Aim 1 — Retype the stretch of the Furtwängler passage from "Furtwängler believed that" through "certain specific individuals.".
Aim 2 — Continue the passage on Furtwängler and the Venus of Milo from the point where it stops.
-- START OF Extract provided --
Furtwängler believed that his precise, systematic analysis of the form and style of these Roman statues, when compared with
descriptions of lost masterpieces in antique texts, could lead to identifying Roman statues as copies of specific lost masterpieces of specific Greek masters. More than that, the copies could then be used to discover the individual contributions from each master to the evolution of Greek art. German, a language always ready to invent a new word, calls this process
Meisterforschung—
master research. By
Meisterforschung
Furtwängler wanted to show that the Greek genius, which had always seemed monolithic and anonymous, could be completely recast as a historical sequence of identifiable works by certain specific individuals.

Many of the reconstructions and conclusions Furtwängler made have been discredited, and
Meisterforschung
is a method that is considered doubtful today. Yet
Masterpieces
lives on. It was reprinted in English translation as late as 1964, and its most spectacular reconstruction has often been attacked without being disproved. Furtwängler, in a display of his astonishing visual memory and ability for synthesis, recognized that a head in Bologna belonged to a statue in Dresden, and that the properly reconstructed statue was a copy of the
Lemnian Athena of
Phidias, a work previously known only by written descriptions. Ancient writers identified twenty-one works by Phidias, all now lost, including the giant statue of Athena in the
Parthenon. Furtwängler had, as if by magic, brought one back to life.

He begins the chapter entitled “The Venus of Milo” with a warning shot at Reinach: “The Venus of Milo is still a center of eager controversy, and only recently a distinguished archeologist pronounced the whole question to be an insoluble riddle. Before resigning myself to this conclusion, I should like to be sure that no means of solution has been left untried.”
-- END OF Extract provided --
-- START OF Supplied entries --
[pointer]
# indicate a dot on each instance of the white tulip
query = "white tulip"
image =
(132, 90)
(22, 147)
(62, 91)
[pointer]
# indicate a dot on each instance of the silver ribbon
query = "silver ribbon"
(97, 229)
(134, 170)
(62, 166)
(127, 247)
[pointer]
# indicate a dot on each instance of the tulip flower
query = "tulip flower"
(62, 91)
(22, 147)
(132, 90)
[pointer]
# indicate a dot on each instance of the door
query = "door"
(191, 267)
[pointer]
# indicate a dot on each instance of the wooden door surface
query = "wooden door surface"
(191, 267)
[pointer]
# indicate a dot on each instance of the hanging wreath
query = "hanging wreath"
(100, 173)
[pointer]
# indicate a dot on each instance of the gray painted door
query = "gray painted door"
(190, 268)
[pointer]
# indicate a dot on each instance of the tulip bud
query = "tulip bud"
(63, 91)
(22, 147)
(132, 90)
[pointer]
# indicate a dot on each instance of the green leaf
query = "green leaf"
-- END OF Supplied entries --
-- START OF Supplied entries --
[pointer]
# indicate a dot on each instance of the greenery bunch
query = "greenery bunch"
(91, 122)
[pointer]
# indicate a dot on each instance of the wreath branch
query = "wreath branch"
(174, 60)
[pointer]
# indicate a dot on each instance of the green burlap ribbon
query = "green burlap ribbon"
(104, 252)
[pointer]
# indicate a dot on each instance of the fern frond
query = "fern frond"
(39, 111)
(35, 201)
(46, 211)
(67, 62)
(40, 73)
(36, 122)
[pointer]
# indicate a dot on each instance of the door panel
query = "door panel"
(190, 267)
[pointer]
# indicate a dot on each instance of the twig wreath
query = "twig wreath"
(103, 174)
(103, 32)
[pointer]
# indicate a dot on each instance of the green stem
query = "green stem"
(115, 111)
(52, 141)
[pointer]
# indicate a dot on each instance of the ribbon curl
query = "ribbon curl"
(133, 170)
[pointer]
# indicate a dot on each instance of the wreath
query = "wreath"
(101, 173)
-- END OF Supplied entries --
-- START OF Supplied entries --
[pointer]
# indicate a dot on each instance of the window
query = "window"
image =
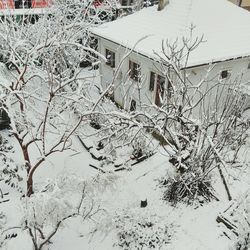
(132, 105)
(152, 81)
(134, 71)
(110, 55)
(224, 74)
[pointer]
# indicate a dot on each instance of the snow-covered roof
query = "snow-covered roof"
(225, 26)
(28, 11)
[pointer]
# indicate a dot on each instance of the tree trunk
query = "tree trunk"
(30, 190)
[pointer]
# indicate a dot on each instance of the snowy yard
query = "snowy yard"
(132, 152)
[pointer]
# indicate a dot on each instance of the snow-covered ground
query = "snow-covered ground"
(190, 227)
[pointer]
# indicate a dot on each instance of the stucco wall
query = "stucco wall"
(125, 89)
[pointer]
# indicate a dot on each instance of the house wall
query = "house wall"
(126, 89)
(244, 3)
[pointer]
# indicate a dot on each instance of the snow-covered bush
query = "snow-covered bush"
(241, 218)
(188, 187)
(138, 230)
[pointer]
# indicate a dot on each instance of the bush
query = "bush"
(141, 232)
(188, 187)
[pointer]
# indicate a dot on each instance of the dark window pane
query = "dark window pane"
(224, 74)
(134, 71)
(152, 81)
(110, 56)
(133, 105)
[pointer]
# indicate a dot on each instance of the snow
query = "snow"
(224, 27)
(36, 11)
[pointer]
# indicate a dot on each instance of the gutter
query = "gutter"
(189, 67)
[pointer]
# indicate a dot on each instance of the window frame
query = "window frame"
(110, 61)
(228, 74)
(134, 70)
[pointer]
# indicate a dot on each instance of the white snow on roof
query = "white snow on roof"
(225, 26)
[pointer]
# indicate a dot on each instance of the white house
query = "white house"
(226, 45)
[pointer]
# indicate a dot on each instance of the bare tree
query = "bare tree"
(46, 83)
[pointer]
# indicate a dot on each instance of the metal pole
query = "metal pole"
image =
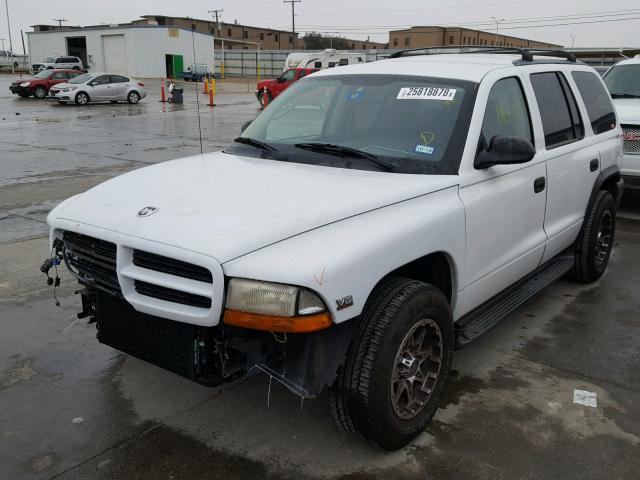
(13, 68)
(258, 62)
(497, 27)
-- END OF Supplied entries --
Output 1 —
Furtwängler believed that his precise, systematic analysis of the form and style of these Roman statues, when compared with
descriptions of lost masterpieces in antique texts, could lead to identifying Roman statues as copies of specific lost masterpieces of specific Greek masters. More than that, the copies could then be used to discover the individual contributions from each master to the evolution of Greek art. German, a language always ready to invent a new word, calls this process
Meisterforschung—
master research. By
Meisterforschung
Furtwängler wanted to show that the Greek genius, which had always seemed monolithic and anonymous, could be completely recast as a historical sequence of identifiable works by certain specific individuals.

Output 2 —
Furtwängler believed that the hand with the apple, the fragments of a left arm, and the inscribed base that were found in the niche all belonged to the statue and that “Alexandros son of Menides citizen of Antioch” was the name of the true sculptor. As evidence that the base belonged, Furtwängler cites Debay’s drawing, which does in fact show the inscribed base fitting perfectly
to the base of the statue. And he reads between the lines of earlier accounts to make a telling point:

When the statue and the separate pieces were brought to the Louvre and the first attempts (quite unbiased by preconceived theories) were made to put them together, it was at once noticed that the inscribed fragment exactly fitted the breakage on the right side of the plinth, nor did any of the witnesses present—savants like Clarac, Quatremère de Quincy, and Saint-Victor among them—ever express the smallest doubt as to this, or suggest that the inscribed fragment did not fit. It must therefore have appeared quite obvious that the inscribed piece belonged to the statue.

So now, Furtwängler concludes, “it is very easy to see why the piece was not fastened on, and why it disappeared.… Since the statue was to be presented to the king as a work of
Praxiteles … it would naturally be inconvenient to have to affix to it the name of an unknown sculptor.” Then Furtwängler fearlessly proceeds to the logical conclusion of what he has just said: “The disappearance of the inscription, in my opinion, is only a proof of its genuineness. It was an awkward witness, and had to be quietly got out of the way.” These are words that still raise temperatures in the hallways and back offices of the Louvre.

Furtwängler scoffs at Reinach’s notion that the niche that held the statue was in reality a limekiln. He had helped excavate many former kilns, he stated, and the statues had always been broken into small pieces before burning, so the litter of broken marble made the kilns unmistakable. “Not even the most ignorant person,” he said in his typically politic way, “could ever mistake such a limekiln for an architectural ‘niche.’ Reinach’s supposition has no foundation in fact.”

Furtwängler turns to Ravaisson, who in his last paper also wrote that the inscribed base was a later addition.

Therefore [Furtwängler says] he too must believe that the piece belongs to the statue. He does not, however, deign to explain how it happened that the Mars or Theseus grouped with the Venus came to disappear (without, however, the hand with the apple that rested upon his shoulder also disappearing!), and to be replaced by a little terminal figure with an inscribed basis picked up anywhere.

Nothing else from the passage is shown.